Entries from a point annotation set
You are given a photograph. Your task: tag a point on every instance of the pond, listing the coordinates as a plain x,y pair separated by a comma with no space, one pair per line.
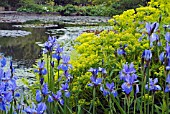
22,42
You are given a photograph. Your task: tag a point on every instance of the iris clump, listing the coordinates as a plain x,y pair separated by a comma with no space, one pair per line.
8,86
152,85
167,88
128,75
94,80
110,89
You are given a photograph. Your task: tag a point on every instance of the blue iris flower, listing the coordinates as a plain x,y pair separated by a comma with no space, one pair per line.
2,61
152,85
65,87
38,96
128,70
127,85
105,91
50,98
58,97
50,44
45,89
121,50
110,87
94,71
161,57
41,68
147,55
167,88
167,36
154,37
57,54
95,81
65,63
151,28
41,108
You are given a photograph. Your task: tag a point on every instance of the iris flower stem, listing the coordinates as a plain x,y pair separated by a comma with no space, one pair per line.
167,96
148,89
65,104
58,75
143,92
134,111
110,103
94,97
47,68
153,102
128,104
11,111
125,104
51,75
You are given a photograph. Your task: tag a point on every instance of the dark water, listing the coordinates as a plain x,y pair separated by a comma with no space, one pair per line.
23,50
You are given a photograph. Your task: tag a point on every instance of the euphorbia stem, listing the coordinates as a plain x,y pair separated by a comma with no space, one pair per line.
110,103
94,97
148,88
128,103
47,68
134,111
167,96
65,104
153,102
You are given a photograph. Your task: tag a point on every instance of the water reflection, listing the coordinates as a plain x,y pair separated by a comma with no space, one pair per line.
22,49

__Stated task__: Omit the pictures, and quote the material above exactly as given.

__Solution__:
You are given a photograph. Your task: tag a point on every instance of the pond, listing the coordinates as a plain x,y pair separated by a comma with no space, one pair per line.
22,42
You are given a photograph. Your task: tag a point on every instance of the iris clump, listing the coordinates as a plain x,y pair separated by a comma with no space, one pair per line.
8,86
152,85
167,88
128,75
94,80
110,89
You are given a photograph. Your task: tag a point on every instance of the blue iris flower, listing the coordinates as a plain x,y pair separated by a comma with no space, one pair per line.
2,61
152,85
65,87
38,96
128,70
127,85
105,91
50,98
58,97
50,44
45,89
121,50
110,87
94,71
161,57
41,68
147,55
167,88
167,36
154,37
57,54
95,81
65,63
151,28
41,108
You are given a photograph. Your task: tag a point on every instance of the iris flower stem, listing the coordinates as a plain x,y pair separated by a comma with no space, one pair per line.
167,96
148,89
65,104
58,75
143,92
134,111
110,103
94,97
47,68
153,102
128,104
11,111
125,104
51,75
You are given a photograph. Your task: tag a point on every instance of the dark water, listing the coordinates as a plain x,y pair separated by a comma with no space, one pair per line.
23,50
You are given a photograph. Your task: tag a point on every instance of the euphorbia stem, listing the coordinates as a plain x,y pair separated by a comma with no space, one pair per line.
110,103
94,97
148,88
128,103
47,68
134,111
167,96
65,104
153,102
You are given a photograph. Your task: tag a point on every instance of the water reflection, listing the coordinates as a plain x,y pair separated by a comma with no space, one pair per line.
22,49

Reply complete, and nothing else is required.